* Consignes *
a) Résumez le texte présenté en deux phrases.
b) Quels mouvements du 19e concerto de Mozart le texte présenté mentionne-t-il ? Dressez-en la liste.

* Texte présenté *
Candide et Pulcinella

Bref, il y a présomption de non innocence des bruits guerriers dans la 100e, et les 4 mouvements, directement ou dans le climat d’incroyable tension de toute l’œuvre, témoignent de cette imprégnation. Comme dit Voltaire dans Candide: « la mousqueterie ôta du meilleur des mondes environ 9 à 10.000 coquins qui en infectaient la surface, et la baïonnette fut aussi la raison suffisante de la mort de quelques milliers. » Plus tard, pourquoi pas d’autres rendez-vous ? Richtérien (Jean-Paul, le romancier favori de Schumann), avec son terrible rêve, qui décrit en 7 stations l’affreuse « boudinée du champ de bataille » . Stendhalien avec Fabrice errant dans Waterloo incohérent, tolstoïen avec le Prince André mortellement blessé à Borodino, et kubrickien pour Barry Lindon ? En écoutant comment, bien probablement, .Zacharias « témoigne » de ces arrière-plans, (Leonard Bernstein puis Nikolaus Harnoncourt l’ont fait dans leurs enregistrements des symphonies de Haydn…), l’auditeur ne pourra que prolonger sa propre interrogation sur le sens de cette partie du concert. Ce sera « plus simple », ou du moins plus évident pour le 19e concerto de Mozart, dont la charge poétique culmine dans un andante « sublime » (d’une autre façon, bien sûr, et dans le recueillement), mais aussi un allegro d’affrontement dramaturgique au destin, et où un finale d’opéra-bouffe déconcerte par son relâchement désinvolte des tensions. Quant à la musique pour ballet que Stravinsky écrit en 1919 sous le titre de Pulcinella, elle brille de toute la gaieté de ses couleurs nettes, de la référence à la Commedia dell’arte, aux correspondances avec Diaghilev et Picasso, d’ailleurs affrontés sur le climat de l’adaptation visuelle. Et pose la question du néo-classicisme ( baroquisme serait aussi juste en cette adaptation de Pergolèse) comme tonique ou…calmant du génie stravinskyen sept ans après les violences iconoclastes du Sacre….

* Données sources *
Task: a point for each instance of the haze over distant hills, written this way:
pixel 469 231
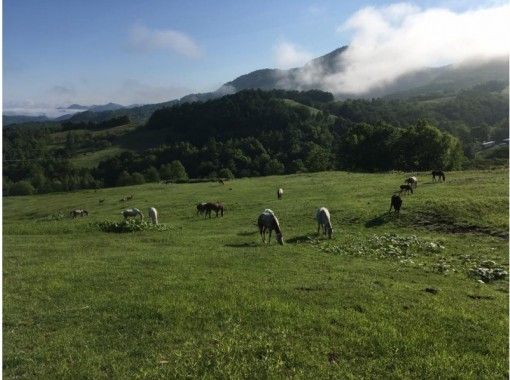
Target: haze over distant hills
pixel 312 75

---

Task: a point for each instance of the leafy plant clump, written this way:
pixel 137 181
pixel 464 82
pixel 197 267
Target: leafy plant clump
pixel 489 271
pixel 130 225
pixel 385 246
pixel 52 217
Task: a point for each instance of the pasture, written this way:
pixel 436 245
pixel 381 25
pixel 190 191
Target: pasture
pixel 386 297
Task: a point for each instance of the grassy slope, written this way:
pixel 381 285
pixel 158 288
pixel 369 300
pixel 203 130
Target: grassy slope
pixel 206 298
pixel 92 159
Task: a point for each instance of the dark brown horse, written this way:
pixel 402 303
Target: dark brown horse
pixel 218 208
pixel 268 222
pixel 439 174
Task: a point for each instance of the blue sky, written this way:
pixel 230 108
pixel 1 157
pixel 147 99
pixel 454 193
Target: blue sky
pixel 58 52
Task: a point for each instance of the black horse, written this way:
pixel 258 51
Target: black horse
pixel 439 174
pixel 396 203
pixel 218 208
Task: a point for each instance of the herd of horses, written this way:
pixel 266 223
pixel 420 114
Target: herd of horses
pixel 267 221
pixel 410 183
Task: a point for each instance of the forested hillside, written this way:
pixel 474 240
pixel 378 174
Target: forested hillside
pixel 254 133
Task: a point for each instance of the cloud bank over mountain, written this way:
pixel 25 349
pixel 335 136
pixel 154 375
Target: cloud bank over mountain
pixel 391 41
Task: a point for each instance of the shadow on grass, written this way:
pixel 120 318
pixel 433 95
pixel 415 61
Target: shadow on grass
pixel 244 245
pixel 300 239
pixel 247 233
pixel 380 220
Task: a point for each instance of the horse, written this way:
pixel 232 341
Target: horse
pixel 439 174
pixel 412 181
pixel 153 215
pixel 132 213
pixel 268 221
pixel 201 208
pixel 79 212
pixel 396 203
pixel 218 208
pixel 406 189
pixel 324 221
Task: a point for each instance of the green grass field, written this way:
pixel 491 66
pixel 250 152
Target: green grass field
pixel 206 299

* Corrigé *
a) Le texte présenté relève dans la 100e l'empreinte des bruits guerriers, qu'il rapproche de scènes de bataille chez Voltaire, Jean-Paul, Stendhal, Tolstoï et Kubrick, et il invite l'auditeur à s'interroger sur le sens de cette partie du concert. Il évoque ensuite le 19e concerto de Mozart, avec son andante « sublime », son allegro dramatique et son finale d'opéra-bouffe, puis la musique de ballet Pulcinella, écrite par Stravinsky en 1919, qui pose la question du néo-classicisme sept ans après le Sacre.

b)
- un andante « sublime »
- un allegro d'affrontement dramaturgique au destin
- un finale d'opéra-bouffe